## WRITTEN TASK
Return every line in the items below that contains the word "grassy".

## DATA EXCERPTS
^^^^^^^^
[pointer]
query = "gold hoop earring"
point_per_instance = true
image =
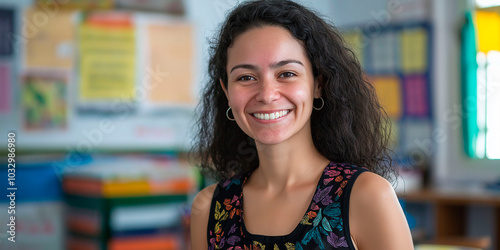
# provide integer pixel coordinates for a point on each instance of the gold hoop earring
(322, 104)
(227, 114)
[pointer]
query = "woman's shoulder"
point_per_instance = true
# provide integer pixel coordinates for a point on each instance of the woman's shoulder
(200, 212)
(375, 216)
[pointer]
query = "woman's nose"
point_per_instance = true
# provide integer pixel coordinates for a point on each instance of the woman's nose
(268, 91)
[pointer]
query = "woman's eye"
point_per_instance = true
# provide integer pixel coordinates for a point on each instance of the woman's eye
(287, 74)
(245, 78)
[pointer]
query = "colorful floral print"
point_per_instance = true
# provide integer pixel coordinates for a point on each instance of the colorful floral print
(321, 227)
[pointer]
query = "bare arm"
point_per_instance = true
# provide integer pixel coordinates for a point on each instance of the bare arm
(377, 221)
(200, 211)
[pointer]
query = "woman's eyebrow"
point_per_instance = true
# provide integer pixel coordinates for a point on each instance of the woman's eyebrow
(272, 65)
(244, 66)
(284, 62)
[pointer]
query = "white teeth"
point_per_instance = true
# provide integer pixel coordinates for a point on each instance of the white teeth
(271, 116)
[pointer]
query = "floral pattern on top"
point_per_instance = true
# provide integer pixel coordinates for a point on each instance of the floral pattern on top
(321, 227)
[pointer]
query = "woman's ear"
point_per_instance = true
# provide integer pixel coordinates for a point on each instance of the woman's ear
(224, 89)
(318, 83)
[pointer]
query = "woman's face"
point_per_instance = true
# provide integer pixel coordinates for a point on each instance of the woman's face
(270, 85)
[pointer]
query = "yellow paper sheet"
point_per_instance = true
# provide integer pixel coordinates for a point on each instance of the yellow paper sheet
(354, 40)
(171, 54)
(488, 31)
(44, 102)
(389, 93)
(414, 50)
(107, 63)
(50, 38)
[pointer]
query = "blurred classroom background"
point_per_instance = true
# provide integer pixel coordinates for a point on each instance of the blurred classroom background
(101, 94)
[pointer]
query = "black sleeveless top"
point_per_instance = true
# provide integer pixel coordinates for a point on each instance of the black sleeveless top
(325, 225)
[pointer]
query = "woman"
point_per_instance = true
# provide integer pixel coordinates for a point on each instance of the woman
(295, 134)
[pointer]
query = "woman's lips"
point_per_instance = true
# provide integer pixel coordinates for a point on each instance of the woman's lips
(271, 115)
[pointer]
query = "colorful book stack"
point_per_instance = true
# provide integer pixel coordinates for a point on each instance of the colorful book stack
(126, 204)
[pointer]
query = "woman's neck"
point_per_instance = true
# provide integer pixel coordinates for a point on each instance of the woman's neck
(287, 164)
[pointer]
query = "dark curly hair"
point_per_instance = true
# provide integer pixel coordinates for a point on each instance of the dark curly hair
(351, 128)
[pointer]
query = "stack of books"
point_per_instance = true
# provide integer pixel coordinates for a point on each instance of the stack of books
(131, 203)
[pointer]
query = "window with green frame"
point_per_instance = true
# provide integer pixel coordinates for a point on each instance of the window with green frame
(481, 84)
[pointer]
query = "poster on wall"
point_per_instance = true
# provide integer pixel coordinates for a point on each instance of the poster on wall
(5, 87)
(107, 58)
(169, 72)
(51, 44)
(77, 4)
(44, 101)
(164, 6)
(7, 31)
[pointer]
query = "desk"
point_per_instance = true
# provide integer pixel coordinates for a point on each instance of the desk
(450, 210)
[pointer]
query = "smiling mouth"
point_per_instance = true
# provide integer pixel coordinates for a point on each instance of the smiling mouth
(271, 116)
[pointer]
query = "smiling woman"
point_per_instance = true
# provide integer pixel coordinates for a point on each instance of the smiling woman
(311, 177)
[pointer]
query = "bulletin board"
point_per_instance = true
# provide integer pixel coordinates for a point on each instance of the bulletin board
(98, 80)
(397, 62)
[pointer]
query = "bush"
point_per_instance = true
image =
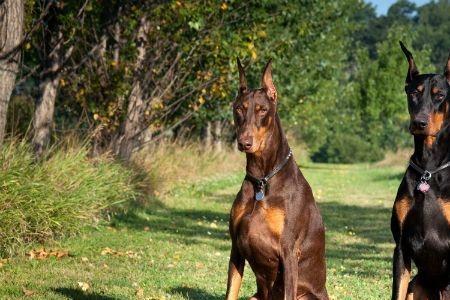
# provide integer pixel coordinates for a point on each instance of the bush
(346, 148)
(57, 197)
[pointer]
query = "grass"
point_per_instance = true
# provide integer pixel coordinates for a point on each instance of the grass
(45, 200)
(178, 247)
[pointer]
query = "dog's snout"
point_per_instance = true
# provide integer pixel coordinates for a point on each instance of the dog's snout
(420, 123)
(245, 144)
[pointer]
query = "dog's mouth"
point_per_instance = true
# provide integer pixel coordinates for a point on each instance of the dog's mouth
(423, 132)
(252, 150)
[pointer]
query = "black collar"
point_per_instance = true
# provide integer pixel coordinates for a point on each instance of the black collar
(423, 185)
(261, 183)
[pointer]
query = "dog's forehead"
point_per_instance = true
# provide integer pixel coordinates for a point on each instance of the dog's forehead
(253, 97)
(427, 81)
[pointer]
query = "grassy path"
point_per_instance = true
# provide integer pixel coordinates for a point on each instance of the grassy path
(178, 248)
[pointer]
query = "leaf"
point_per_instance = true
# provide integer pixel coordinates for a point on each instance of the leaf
(27, 293)
(84, 286)
(140, 293)
(44, 254)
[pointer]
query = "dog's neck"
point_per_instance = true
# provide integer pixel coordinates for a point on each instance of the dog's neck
(432, 151)
(274, 152)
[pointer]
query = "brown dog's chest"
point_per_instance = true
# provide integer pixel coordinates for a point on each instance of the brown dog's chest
(258, 228)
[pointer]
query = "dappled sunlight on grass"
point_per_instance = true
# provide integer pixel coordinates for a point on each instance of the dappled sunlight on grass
(180, 247)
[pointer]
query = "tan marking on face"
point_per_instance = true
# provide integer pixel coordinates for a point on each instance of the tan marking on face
(445, 207)
(436, 121)
(404, 282)
(429, 140)
(402, 208)
(435, 90)
(275, 220)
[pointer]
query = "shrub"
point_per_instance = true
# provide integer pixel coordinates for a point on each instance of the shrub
(346, 148)
(55, 197)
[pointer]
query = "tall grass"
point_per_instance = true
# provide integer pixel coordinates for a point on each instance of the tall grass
(55, 197)
(171, 163)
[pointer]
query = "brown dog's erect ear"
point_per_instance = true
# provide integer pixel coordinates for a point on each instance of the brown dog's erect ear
(267, 82)
(412, 69)
(447, 69)
(242, 80)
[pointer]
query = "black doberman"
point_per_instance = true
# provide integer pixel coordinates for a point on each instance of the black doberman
(420, 220)
(274, 223)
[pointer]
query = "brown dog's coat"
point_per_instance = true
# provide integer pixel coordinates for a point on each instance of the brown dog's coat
(282, 237)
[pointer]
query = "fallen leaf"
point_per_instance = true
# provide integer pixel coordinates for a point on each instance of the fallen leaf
(140, 293)
(43, 254)
(27, 293)
(83, 285)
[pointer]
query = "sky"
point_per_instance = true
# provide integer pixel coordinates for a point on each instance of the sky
(383, 5)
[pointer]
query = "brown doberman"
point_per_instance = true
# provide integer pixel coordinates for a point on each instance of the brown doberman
(275, 223)
(420, 221)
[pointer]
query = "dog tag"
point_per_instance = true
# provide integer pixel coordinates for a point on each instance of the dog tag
(423, 187)
(259, 195)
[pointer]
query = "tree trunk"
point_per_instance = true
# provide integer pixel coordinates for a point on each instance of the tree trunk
(218, 136)
(133, 125)
(11, 27)
(116, 53)
(45, 104)
(208, 136)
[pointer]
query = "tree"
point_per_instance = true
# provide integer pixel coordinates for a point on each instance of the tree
(11, 31)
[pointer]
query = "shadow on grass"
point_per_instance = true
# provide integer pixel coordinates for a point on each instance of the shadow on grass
(190, 226)
(371, 227)
(397, 176)
(76, 294)
(194, 293)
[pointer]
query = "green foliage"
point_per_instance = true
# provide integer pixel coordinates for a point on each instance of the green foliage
(337, 66)
(41, 201)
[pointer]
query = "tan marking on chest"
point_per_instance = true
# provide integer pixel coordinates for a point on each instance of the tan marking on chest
(275, 220)
(445, 206)
(402, 208)
(237, 213)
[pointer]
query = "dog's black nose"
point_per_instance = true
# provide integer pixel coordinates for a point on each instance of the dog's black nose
(421, 124)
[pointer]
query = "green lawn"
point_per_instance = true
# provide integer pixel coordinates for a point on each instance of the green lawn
(178, 248)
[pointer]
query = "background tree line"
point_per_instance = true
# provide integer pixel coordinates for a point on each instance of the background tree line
(126, 74)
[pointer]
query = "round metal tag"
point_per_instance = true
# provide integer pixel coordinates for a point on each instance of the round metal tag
(259, 195)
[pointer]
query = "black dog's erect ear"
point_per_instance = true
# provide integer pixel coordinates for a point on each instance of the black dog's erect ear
(242, 80)
(412, 69)
(447, 69)
(267, 82)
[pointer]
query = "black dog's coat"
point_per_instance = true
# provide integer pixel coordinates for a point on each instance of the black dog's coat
(420, 220)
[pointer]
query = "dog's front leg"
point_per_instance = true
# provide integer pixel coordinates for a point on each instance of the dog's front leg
(290, 268)
(235, 273)
(401, 274)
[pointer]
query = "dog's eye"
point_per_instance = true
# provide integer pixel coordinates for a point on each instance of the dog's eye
(440, 97)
^^^^^^^^
## RESULT
query = "grassy path"
# provide integer pixel coordinates for a point on each instance of the grassy path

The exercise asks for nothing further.